** Start RAW RECORDS **
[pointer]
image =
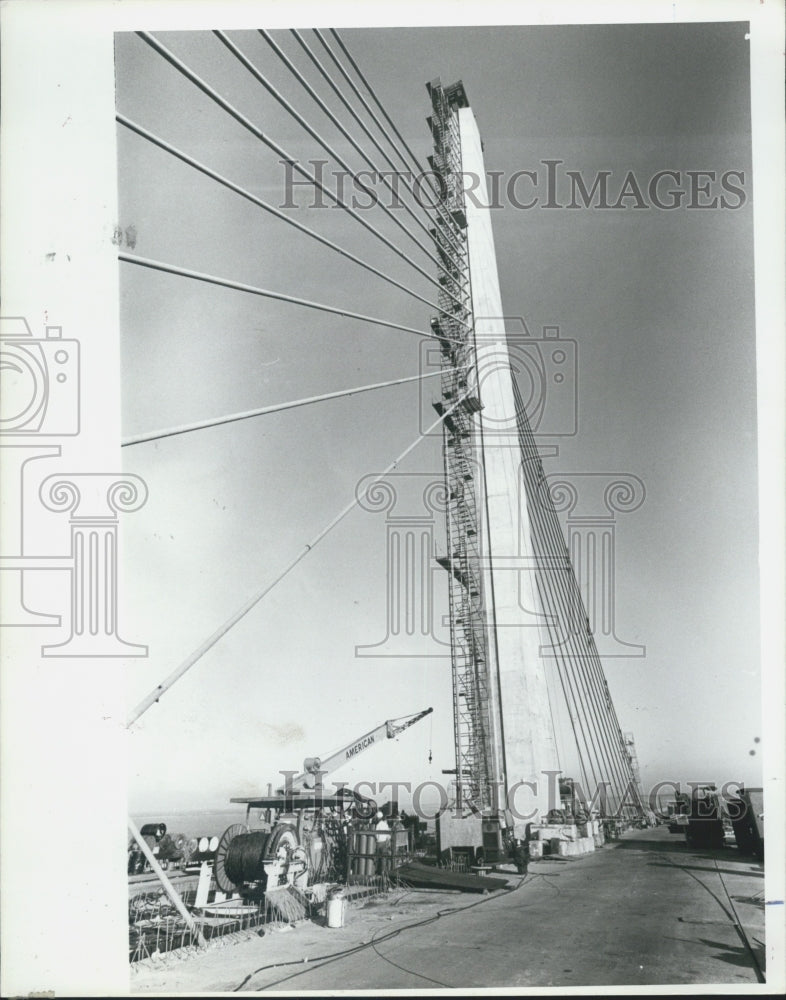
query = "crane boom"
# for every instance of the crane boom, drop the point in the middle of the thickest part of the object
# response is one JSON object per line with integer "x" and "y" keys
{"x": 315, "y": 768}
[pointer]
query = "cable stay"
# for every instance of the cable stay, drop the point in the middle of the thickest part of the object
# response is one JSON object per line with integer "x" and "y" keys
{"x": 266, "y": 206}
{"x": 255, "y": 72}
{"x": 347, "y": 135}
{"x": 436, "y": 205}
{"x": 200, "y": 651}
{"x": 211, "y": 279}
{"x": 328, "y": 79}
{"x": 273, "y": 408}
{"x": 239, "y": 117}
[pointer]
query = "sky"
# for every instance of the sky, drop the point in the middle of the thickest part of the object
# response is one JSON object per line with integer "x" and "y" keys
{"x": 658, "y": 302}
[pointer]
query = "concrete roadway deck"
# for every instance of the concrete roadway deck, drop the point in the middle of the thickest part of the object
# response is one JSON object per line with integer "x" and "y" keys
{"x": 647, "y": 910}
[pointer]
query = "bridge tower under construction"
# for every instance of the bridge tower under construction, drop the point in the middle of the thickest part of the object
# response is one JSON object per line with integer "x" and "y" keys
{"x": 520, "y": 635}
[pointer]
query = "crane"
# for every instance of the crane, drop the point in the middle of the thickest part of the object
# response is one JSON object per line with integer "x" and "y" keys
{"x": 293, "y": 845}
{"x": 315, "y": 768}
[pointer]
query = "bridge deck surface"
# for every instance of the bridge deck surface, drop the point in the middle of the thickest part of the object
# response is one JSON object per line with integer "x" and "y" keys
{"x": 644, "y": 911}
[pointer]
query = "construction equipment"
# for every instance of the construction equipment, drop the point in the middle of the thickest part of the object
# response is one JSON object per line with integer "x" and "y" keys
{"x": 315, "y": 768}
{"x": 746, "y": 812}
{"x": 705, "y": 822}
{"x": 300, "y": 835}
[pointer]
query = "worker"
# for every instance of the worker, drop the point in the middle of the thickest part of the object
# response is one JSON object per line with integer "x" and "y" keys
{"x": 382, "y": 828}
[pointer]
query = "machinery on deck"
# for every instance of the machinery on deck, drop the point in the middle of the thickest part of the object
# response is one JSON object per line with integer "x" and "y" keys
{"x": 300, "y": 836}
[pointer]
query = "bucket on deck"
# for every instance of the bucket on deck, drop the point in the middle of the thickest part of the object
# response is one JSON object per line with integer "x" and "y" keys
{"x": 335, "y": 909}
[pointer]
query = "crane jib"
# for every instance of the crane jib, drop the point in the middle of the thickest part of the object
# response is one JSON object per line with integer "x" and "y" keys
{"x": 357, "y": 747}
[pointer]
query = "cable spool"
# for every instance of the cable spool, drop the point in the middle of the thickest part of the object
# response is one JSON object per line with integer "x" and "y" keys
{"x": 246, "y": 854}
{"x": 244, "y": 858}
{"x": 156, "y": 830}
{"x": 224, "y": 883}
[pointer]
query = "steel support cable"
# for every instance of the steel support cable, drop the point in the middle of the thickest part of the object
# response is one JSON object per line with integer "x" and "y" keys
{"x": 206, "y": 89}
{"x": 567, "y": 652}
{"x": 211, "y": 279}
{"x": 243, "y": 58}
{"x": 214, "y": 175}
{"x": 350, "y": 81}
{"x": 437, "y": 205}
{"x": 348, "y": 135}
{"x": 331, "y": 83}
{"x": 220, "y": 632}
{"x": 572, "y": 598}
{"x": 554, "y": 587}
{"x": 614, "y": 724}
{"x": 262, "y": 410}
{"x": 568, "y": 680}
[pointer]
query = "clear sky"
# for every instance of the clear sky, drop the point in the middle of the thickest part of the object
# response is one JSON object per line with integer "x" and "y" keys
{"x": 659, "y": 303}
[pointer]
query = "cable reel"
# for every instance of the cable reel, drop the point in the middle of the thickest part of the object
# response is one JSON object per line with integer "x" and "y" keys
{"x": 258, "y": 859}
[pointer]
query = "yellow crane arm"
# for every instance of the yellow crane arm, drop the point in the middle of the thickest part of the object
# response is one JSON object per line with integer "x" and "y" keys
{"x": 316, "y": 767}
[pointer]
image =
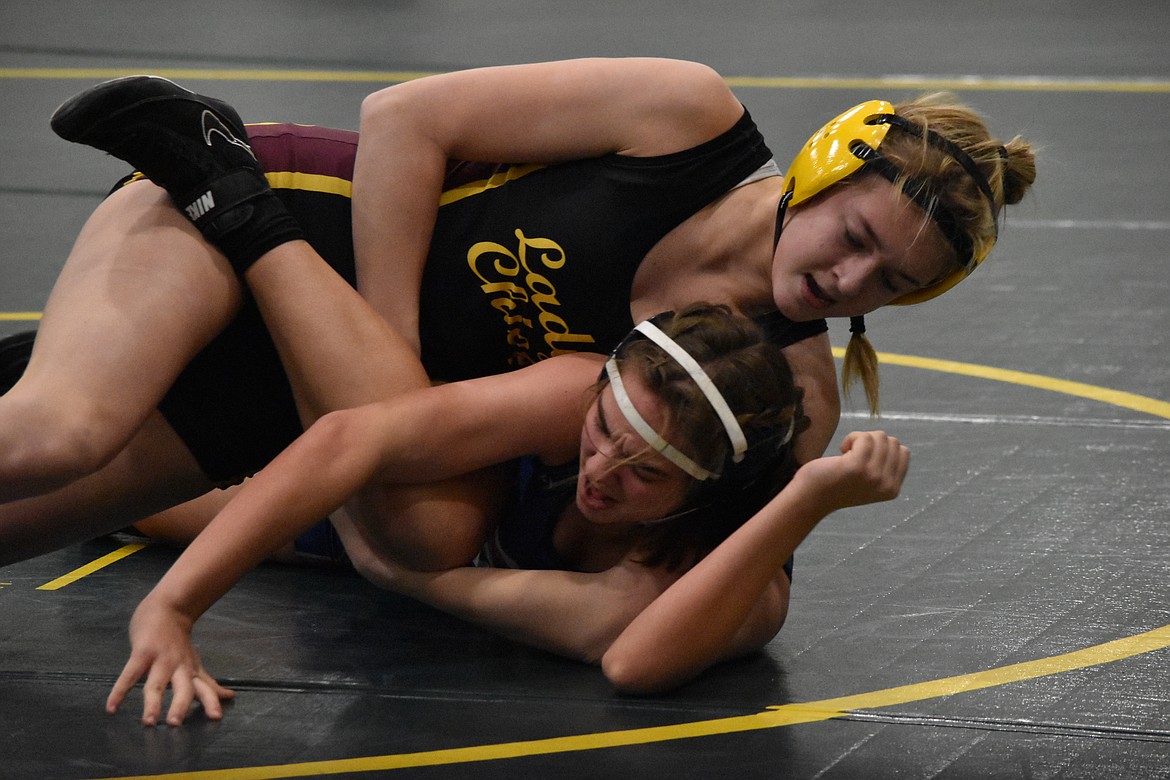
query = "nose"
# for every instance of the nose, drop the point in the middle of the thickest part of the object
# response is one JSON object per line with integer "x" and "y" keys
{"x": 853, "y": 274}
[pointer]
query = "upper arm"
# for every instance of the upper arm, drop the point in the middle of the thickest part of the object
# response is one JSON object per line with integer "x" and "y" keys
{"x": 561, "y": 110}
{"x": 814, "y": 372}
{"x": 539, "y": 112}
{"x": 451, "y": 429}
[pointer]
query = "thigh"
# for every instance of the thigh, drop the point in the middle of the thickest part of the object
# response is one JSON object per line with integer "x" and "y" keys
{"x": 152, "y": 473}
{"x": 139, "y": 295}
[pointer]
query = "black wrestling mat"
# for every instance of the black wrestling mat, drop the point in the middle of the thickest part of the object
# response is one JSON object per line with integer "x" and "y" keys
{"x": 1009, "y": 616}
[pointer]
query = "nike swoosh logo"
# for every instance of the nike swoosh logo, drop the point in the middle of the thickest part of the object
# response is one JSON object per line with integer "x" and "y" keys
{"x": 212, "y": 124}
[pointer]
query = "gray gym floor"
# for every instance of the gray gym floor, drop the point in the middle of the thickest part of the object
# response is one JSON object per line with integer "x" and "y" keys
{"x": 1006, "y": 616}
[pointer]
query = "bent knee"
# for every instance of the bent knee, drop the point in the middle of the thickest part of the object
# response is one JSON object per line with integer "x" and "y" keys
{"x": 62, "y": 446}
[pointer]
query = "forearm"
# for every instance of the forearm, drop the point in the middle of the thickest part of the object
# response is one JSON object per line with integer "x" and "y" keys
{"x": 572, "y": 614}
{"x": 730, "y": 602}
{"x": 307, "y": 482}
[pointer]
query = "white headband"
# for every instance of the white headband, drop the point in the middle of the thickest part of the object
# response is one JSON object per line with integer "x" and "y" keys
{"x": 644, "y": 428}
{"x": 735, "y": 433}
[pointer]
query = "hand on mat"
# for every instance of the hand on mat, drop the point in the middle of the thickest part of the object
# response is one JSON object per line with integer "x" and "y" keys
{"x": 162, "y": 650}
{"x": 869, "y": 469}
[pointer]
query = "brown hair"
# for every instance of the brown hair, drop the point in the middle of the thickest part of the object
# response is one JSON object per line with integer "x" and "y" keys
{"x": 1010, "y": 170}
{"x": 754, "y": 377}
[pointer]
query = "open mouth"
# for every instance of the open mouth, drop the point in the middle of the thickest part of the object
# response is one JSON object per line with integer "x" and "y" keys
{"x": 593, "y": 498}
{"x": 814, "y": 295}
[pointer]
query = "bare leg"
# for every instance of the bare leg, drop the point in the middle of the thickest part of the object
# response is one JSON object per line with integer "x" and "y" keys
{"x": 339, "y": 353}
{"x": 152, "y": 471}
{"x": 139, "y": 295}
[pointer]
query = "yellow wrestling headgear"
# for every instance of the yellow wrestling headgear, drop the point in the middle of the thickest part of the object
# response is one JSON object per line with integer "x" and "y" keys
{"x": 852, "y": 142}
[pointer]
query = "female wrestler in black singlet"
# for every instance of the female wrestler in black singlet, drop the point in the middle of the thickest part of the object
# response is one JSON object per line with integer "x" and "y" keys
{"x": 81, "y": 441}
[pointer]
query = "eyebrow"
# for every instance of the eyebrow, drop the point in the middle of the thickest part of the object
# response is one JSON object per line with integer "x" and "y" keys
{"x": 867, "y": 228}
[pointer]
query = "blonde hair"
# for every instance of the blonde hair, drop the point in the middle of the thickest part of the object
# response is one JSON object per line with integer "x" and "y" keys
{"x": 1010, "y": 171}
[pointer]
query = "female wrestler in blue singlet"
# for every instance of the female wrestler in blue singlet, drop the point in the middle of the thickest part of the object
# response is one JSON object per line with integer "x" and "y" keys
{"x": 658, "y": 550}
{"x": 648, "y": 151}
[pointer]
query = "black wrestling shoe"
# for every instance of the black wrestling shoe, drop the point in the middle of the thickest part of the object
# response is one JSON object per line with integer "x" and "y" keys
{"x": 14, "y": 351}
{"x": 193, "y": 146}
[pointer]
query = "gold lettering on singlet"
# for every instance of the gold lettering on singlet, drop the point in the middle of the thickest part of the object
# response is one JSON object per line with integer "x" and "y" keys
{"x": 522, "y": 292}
** End RAW RECORDS **
• WHAT YOU ARE ASKED TO DO:
Tally the lines in the entries above that contain the word "floor" and give only that number.

• FULL RESPONSE:
2